- Work to be completed -
Can you extend the guide below on running language models on a Raspberry Pi 5, picking up right after its last sentence?

- Excerpt provided -
Running LLMs on Raspberry Pi 5: A Practical Guide with Real Benchmarks

Running a language model locally on a Raspberry Pi 5 is practical in 2026 — if you pick the right model. The Pi 5 (8 GB) handles 1–3B parameter models at speeds that work for interactive tasks without a cloud connection or dedicated AI hardware. This is CPU-only inference, which sets a hard ceiling: expect 5–15 tokens per second for 1.5B models, and 2–5 tokens per second for 3B models. This guide covers setup with both Ollama and llama.cpp, real benchmark data, and which models are worth running on Pi hardware.

Close-up of a Raspberry Pi circuit board showing the BCM CPU, GPIO pins, and green PCB components — The Raspberry Pi 5’s quad-core Cortex-A76 CPU handles LLM inference without any dedicated AI accelerator in the base configuration — the 8 GB model is the recommended minimum for 3B models. (Photo: Pexels, free)

What the Pi 5 gives you for LLM inference

The Raspberry Pi 5 runs a quad-core Arm Cortex-A76 at 2.4 GHz with 8 GB of LPDDR4X-4267 RAM. All inference runs on the CPU — neither llama.cpp nor Ollama can use the VideoCore VII GPU for matrix operations, and the base Pi 5 has no neural processing unit.

Memory bandwidth is the effective ceiling. LPDDR4X at 4267 MT/s over a 32-bit bus delivers roughly 17 GB/s peak bandwidth. Token generation is memory-bound: each token requires one full pass of the model’s weights from RAM. For comparison, even a budget discrete GPU delivers 3–5× that bandwidth, which is why GPU inference is orders of magnitude faster. On the Pi 5, you’re working within those 34 GB/s.

The 4 GB Pi 5 can run models under 1.5B parameters with headroom, but 3B models at typical context sizes push into swap territory. The 8 GB model is the practical minimum for anything in the 2–3B range with a reasonable context window. For a detailed breakdown of RAM requirements by model size and quantization level, see our RAM requirements guide.

Token speeds by model size

These figures come from a published academic evaluation of 25 quantized models on Raspberry Pi 5 (all at q4_k_m quantization) and from community benchmarks across several write-ups.

- Material shown -
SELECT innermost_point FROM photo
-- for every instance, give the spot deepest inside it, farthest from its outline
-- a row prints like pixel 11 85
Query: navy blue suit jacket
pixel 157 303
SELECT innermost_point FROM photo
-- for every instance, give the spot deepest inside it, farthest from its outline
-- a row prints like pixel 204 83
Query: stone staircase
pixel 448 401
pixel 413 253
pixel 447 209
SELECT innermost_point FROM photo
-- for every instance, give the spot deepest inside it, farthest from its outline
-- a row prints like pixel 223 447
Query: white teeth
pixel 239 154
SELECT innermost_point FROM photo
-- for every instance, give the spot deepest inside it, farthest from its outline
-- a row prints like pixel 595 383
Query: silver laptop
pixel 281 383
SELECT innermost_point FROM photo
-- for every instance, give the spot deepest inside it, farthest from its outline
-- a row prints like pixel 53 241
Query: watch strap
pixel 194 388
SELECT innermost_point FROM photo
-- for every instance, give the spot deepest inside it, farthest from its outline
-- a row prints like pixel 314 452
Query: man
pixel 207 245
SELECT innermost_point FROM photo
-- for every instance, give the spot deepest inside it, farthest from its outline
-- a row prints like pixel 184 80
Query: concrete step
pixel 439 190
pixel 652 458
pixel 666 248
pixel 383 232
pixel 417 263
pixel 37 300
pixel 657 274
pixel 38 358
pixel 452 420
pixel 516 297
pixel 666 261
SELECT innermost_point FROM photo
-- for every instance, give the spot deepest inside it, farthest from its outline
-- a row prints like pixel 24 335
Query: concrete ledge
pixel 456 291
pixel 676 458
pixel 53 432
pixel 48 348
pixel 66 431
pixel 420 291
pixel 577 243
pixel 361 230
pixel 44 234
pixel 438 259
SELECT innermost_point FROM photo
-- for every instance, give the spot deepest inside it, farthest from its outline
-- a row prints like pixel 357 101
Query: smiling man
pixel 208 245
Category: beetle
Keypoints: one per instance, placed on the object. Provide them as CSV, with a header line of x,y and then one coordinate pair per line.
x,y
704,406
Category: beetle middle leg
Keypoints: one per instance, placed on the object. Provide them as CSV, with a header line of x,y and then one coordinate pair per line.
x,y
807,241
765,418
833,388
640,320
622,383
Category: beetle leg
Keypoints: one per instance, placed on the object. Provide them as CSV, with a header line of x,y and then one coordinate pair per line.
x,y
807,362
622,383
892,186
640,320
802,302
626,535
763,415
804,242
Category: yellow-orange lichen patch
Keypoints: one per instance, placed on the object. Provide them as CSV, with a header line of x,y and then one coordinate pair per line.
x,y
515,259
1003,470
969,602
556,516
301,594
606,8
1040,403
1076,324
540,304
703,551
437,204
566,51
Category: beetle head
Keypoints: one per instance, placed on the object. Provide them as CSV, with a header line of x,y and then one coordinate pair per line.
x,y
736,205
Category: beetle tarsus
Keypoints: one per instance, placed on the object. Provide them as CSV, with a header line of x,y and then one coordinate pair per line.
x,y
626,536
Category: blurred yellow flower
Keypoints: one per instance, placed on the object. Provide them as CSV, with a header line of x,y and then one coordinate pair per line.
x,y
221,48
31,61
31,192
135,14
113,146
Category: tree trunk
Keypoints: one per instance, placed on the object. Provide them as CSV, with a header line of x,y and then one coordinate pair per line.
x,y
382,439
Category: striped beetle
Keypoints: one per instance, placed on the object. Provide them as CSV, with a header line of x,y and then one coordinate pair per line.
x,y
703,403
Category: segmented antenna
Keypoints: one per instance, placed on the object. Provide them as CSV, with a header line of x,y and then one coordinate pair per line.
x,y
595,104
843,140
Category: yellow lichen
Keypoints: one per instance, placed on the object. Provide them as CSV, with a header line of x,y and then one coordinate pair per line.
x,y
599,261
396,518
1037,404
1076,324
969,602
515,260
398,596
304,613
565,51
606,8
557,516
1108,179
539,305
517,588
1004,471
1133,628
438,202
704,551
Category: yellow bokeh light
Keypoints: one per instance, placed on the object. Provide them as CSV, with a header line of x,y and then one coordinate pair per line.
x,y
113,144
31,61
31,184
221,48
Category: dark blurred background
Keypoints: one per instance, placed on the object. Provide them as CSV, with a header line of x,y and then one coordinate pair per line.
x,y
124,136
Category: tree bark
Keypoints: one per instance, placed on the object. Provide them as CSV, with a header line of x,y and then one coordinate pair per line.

- Answer section -
Model size	Tok/s generation	Practical feel
< 360M params	20+ tok/s	Very responsive; good for latency-sensitive apps
1–1.5B params	5–15 tok/s	Usable for interactive chat; slight pause before first token
3B params	2–5 tok/s	Readable output speed; acceptable for longer tasks
7B params	< 1 tok/s	Not practical for interactive use

To ground these numbers: 5 tok/s means you’re reading while the model generates. At 2 tok/s, you’re watching individual tokens appear on screen. Both are workable for tasks where you submit a prompt and read the response; neither is good for rapid back-and-forth where you need an immediate answer.

As a specific data point: TinyLlama-1.1B at Q4_0 quantization achieves 14.4 tok/s generation with llama.cpp and 13.75 tok/s with Ollama on Pi 5 — the llama.cpp advantage is 4.7% at generation speed, but the prefill difference is larger (108 tok/s vs 80 tok/s for prompt processing). On the 7B models that technically fit in memory, generation drops below 1 tok/s and the experience is not usable.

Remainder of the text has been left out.